Could you output each line of the data that follows exactly?
═════ GIVEN DATA ═════
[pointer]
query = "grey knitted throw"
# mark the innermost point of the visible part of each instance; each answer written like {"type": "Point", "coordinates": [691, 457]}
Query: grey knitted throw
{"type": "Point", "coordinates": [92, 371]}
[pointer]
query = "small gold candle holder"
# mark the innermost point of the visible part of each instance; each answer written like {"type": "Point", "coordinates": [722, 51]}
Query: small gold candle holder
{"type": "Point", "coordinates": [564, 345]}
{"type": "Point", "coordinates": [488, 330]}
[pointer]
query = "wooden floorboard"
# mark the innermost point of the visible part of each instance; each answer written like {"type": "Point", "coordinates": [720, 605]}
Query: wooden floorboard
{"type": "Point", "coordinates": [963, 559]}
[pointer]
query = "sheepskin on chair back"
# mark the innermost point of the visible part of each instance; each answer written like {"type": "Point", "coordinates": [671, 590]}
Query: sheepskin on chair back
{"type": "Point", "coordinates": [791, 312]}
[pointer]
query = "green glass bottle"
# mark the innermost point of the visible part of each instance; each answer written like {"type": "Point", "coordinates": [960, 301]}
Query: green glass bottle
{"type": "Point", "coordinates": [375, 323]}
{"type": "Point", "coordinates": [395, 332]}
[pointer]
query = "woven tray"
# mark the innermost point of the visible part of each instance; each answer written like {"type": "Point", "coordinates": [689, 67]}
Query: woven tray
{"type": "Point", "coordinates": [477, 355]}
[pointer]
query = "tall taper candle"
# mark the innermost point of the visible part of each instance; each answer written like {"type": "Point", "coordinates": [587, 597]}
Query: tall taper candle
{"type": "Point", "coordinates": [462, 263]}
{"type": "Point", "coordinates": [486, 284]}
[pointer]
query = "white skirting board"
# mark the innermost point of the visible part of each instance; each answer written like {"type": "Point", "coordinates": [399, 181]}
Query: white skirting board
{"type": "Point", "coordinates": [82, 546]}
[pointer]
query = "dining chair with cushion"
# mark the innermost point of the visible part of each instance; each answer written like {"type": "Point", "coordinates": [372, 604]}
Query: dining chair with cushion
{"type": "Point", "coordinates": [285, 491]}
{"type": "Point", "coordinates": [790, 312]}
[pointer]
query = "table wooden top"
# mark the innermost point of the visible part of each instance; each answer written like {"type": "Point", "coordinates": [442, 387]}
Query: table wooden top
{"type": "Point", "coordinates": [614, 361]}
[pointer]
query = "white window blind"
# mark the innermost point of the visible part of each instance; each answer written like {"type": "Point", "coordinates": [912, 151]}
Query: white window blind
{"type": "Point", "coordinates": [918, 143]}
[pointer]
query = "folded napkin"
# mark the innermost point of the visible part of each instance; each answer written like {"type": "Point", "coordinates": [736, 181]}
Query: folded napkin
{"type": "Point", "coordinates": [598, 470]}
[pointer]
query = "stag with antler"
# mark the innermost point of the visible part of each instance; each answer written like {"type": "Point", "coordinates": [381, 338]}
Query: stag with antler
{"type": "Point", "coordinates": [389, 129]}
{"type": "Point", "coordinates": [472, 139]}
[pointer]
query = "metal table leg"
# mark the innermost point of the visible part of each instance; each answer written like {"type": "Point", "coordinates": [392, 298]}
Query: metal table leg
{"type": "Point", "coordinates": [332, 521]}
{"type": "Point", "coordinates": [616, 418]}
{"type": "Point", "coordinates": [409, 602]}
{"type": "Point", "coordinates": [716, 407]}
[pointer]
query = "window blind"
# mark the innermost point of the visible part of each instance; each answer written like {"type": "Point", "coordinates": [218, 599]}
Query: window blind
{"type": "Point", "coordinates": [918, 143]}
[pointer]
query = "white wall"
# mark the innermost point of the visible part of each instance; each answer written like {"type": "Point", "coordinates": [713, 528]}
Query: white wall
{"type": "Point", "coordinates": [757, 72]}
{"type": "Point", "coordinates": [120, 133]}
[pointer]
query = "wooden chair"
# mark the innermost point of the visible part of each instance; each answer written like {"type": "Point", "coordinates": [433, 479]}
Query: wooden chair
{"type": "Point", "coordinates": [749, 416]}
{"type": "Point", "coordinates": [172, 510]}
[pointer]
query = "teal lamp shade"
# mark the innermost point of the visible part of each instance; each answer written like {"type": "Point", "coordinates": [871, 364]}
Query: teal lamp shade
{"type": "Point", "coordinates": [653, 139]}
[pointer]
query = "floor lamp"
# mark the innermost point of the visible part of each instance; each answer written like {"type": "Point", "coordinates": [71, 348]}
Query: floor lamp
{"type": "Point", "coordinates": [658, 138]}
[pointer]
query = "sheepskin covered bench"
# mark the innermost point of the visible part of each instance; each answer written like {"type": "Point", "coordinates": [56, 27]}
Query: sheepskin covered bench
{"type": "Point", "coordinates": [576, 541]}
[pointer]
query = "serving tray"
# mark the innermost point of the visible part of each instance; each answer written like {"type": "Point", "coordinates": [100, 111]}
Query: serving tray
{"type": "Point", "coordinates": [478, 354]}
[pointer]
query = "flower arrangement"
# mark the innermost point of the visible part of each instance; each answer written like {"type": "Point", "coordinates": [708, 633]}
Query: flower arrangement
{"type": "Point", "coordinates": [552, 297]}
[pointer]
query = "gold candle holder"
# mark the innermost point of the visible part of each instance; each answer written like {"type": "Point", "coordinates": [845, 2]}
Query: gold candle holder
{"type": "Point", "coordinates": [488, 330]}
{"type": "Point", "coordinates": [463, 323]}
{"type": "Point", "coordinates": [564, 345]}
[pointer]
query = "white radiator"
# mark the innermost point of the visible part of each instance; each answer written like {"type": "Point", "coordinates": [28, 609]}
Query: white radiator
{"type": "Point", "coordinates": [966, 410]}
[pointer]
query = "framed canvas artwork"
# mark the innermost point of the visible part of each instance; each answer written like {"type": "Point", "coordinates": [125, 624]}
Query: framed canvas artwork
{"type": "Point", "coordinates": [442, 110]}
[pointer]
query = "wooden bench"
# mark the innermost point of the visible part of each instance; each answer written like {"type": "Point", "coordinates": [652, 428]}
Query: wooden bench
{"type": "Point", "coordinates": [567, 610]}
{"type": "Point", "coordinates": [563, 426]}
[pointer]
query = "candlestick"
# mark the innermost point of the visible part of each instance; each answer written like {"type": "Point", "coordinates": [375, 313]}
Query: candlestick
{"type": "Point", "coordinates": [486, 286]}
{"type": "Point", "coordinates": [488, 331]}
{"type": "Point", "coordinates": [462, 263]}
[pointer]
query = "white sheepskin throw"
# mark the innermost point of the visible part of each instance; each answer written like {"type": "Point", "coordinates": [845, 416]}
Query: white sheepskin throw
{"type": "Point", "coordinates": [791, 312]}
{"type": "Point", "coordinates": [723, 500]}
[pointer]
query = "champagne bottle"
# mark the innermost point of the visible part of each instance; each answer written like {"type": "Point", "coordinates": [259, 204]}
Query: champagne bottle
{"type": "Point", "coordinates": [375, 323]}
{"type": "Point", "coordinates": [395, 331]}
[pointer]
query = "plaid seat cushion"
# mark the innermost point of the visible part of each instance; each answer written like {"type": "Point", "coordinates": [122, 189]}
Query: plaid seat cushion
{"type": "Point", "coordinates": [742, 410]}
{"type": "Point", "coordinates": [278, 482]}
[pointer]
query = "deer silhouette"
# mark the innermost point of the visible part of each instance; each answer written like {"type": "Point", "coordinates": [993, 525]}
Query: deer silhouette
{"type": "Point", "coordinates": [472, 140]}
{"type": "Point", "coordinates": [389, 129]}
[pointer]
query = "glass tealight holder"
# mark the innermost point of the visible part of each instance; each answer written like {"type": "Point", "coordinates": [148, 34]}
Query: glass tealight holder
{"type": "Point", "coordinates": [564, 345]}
═════
→ **EXPECTED ANSWER**:
[pointer]
query = "grey knitted throw"
# mark the innermost point of the visible part of each instance; each answer written like {"type": "Point", "coordinates": [691, 457]}
Query: grey knitted throw
{"type": "Point", "coordinates": [92, 371]}
[pointer]
query = "small gold candle holder"
# mark the innermost point of the visible part of each instance; each answer written like {"type": "Point", "coordinates": [722, 51]}
Query: small gold candle holder
{"type": "Point", "coordinates": [564, 345]}
{"type": "Point", "coordinates": [488, 330]}
[pointer]
query = "wooden floorboard"
# mark the innermost point of the visible part of each instance; each answer written like {"type": "Point", "coordinates": [720, 605]}
Query: wooden floorboard
{"type": "Point", "coordinates": [963, 559]}
[pointer]
query = "sheepskin on chair back"
# mark the innermost point of the visible part of each instance; each answer written like {"type": "Point", "coordinates": [671, 590]}
Query: sheepskin on chair back
{"type": "Point", "coordinates": [791, 312]}
[pointer]
query = "green glass bottle"
# mark the innermost point of the visible part of each instance; each answer written like {"type": "Point", "coordinates": [960, 301]}
Query: green glass bottle
{"type": "Point", "coordinates": [375, 323]}
{"type": "Point", "coordinates": [395, 332]}
[pointer]
query = "woven tray"
# mark the innermost point of the visible part of each instance; each answer written like {"type": "Point", "coordinates": [689, 67]}
Query: woven tray
{"type": "Point", "coordinates": [477, 355]}
[pointer]
query = "tall taper candle"
# mark the innermost point of the visible part of each instance; each answer written like {"type": "Point", "coordinates": [587, 597]}
Query: tall taper candle
{"type": "Point", "coordinates": [462, 263]}
{"type": "Point", "coordinates": [486, 284]}
[pointer]
query = "white skirting board"
# mark the innermost point of the visible part of each instance; each answer written like {"type": "Point", "coordinates": [399, 181]}
Query: white skirting board
{"type": "Point", "coordinates": [82, 546]}
[pointer]
query = "dining chair with cushion"
# mark the innermost point of the visible part of each instance; each answer written like {"type": "Point", "coordinates": [372, 604]}
Query: dining chair with cushion
{"type": "Point", "coordinates": [285, 491]}
{"type": "Point", "coordinates": [790, 312]}
[pointer]
query = "table wooden top"
# mark the innermost point of the visible part of each instance; each answer written like {"type": "Point", "coordinates": [442, 387]}
Query: table wooden top
{"type": "Point", "coordinates": [614, 361]}
[pointer]
query = "white window blind"
# mark the innermost point of the visible part of each instance; each answer written like {"type": "Point", "coordinates": [912, 151]}
Query: white window blind
{"type": "Point", "coordinates": [918, 143]}
[pointer]
query = "folded napkin"
# mark the innermost point of the visible part of each instance; each answer written like {"type": "Point", "coordinates": [736, 181]}
Query: folded napkin
{"type": "Point", "coordinates": [598, 470]}
[pointer]
query = "stag with antler"
# mark the innermost point of the visible part of each instance; each answer written like {"type": "Point", "coordinates": [381, 338]}
Query: stag with antler
{"type": "Point", "coordinates": [389, 129]}
{"type": "Point", "coordinates": [472, 139]}
[pointer]
query = "metal table leg"
# mark the innermost point of the visible part of each instance; each answer written like {"type": "Point", "coordinates": [392, 298]}
Query: metal table leg
{"type": "Point", "coordinates": [332, 521]}
{"type": "Point", "coordinates": [616, 418]}
{"type": "Point", "coordinates": [409, 602]}
{"type": "Point", "coordinates": [716, 407]}
[pointer]
query = "window blind"
# mark the innermost point of the visible part of each instance; each answer written like {"type": "Point", "coordinates": [218, 599]}
Query: window blind
{"type": "Point", "coordinates": [918, 143]}
[pointer]
query = "white wall"
# mark the innermost point of the visible part of each instance; each answer written like {"type": "Point", "coordinates": [713, 528]}
Query: white wall
{"type": "Point", "coordinates": [757, 72]}
{"type": "Point", "coordinates": [120, 133]}
[pointer]
query = "wooden chair"
# mark the innermost point of the visible part of each instance; each answer written like {"type": "Point", "coordinates": [433, 479]}
Query: wooden chair
{"type": "Point", "coordinates": [749, 416]}
{"type": "Point", "coordinates": [172, 510]}
[pointer]
query = "teal lamp shade"
# mark the innermost point of the visible part of each instance; each answer written like {"type": "Point", "coordinates": [871, 364]}
Query: teal lamp shade
{"type": "Point", "coordinates": [653, 139]}
[pointer]
query = "floor lamp"
# mark the innermost point of the visible part of each instance; each answer written like {"type": "Point", "coordinates": [71, 348]}
Query: floor lamp
{"type": "Point", "coordinates": [658, 138]}
[pointer]
query = "sheepskin covered bench"
# mark the innermost point of the visible part of each instance; each answer written like {"type": "Point", "coordinates": [56, 27]}
Query: sheepskin covered bench
{"type": "Point", "coordinates": [576, 541]}
[pointer]
query = "serving tray"
# mark the innermost point of the visible part of each instance; each answer written like {"type": "Point", "coordinates": [100, 111]}
Query: serving tray
{"type": "Point", "coordinates": [478, 354]}
[pointer]
query = "flower arrangement"
# mark the innermost point of the visible part of each instance; each answer written like {"type": "Point", "coordinates": [708, 633]}
Query: flower arrangement
{"type": "Point", "coordinates": [552, 297]}
[pointer]
query = "gold candle holder"
# mark the innermost point of the visible part of each instance; each answer written like {"type": "Point", "coordinates": [845, 2]}
Query: gold candle holder
{"type": "Point", "coordinates": [488, 330]}
{"type": "Point", "coordinates": [463, 323]}
{"type": "Point", "coordinates": [564, 345]}
[pointer]
query = "white radiator"
# mark the innermost point of the visible part of each instance; each answer written like {"type": "Point", "coordinates": [28, 609]}
Query: white radiator
{"type": "Point", "coordinates": [966, 410]}
[pointer]
query = "framed canvas artwork"
# mark the innermost point of the visible part of each instance; each answer written like {"type": "Point", "coordinates": [125, 624]}
Query: framed canvas artwork
{"type": "Point", "coordinates": [442, 110]}
[pointer]
query = "wooden bench"
# mark the innermost point of the visible part of each instance; each answer written like {"type": "Point", "coordinates": [652, 428]}
Query: wooden bench
{"type": "Point", "coordinates": [567, 610]}
{"type": "Point", "coordinates": [563, 426]}
[pointer]
query = "candlestick"
# mark the innermost point of the visible part of each instance; each answer written like {"type": "Point", "coordinates": [375, 313]}
Query: candlestick
{"type": "Point", "coordinates": [486, 286]}
{"type": "Point", "coordinates": [488, 331]}
{"type": "Point", "coordinates": [462, 263]}
[pointer]
query = "white sheepskin throw"
# mark the innermost point of the visible part of each instance; each answer written like {"type": "Point", "coordinates": [845, 416]}
Query: white sheepskin throw
{"type": "Point", "coordinates": [791, 312]}
{"type": "Point", "coordinates": [723, 500]}
[pointer]
query = "champagne bottle"
# mark the innermost point of the visible part of each instance; each answer written like {"type": "Point", "coordinates": [259, 204]}
Query: champagne bottle
{"type": "Point", "coordinates": [375, 323]}
{"type": "Point", "coordinates": [395, 331]}
[pointer]
query = "plaid seat cushion"
# mark the innermost point of the visible part of each instance; each answer written like {"type": "Point", "coordinates": [122, 189]}
Query: plaid seat cushion
{"type": "Point", "coordinates": [742, 410]}
{"type": "Point", "coordinates": [278, 482]}
[pointer]
query = "deer silhouette"
# mark the innermost point of the visible part of each instance; each answer written like {"type": "Point", "coordinates": [993, 525]}
Query: deer silhouette
{"type": "Point", "coordinates": [472, 140]}
{"type": "Point", "coordinates": [389, 129]}
[pointer]
query = "glass tealight holder"
# mark the innermost point of the visible part of each instance; each answer written like {"type": "Point", "coordinates": [148, 34]}
Query: glass tealight holder
{"type": "Point", "coordinates": [564, 345]}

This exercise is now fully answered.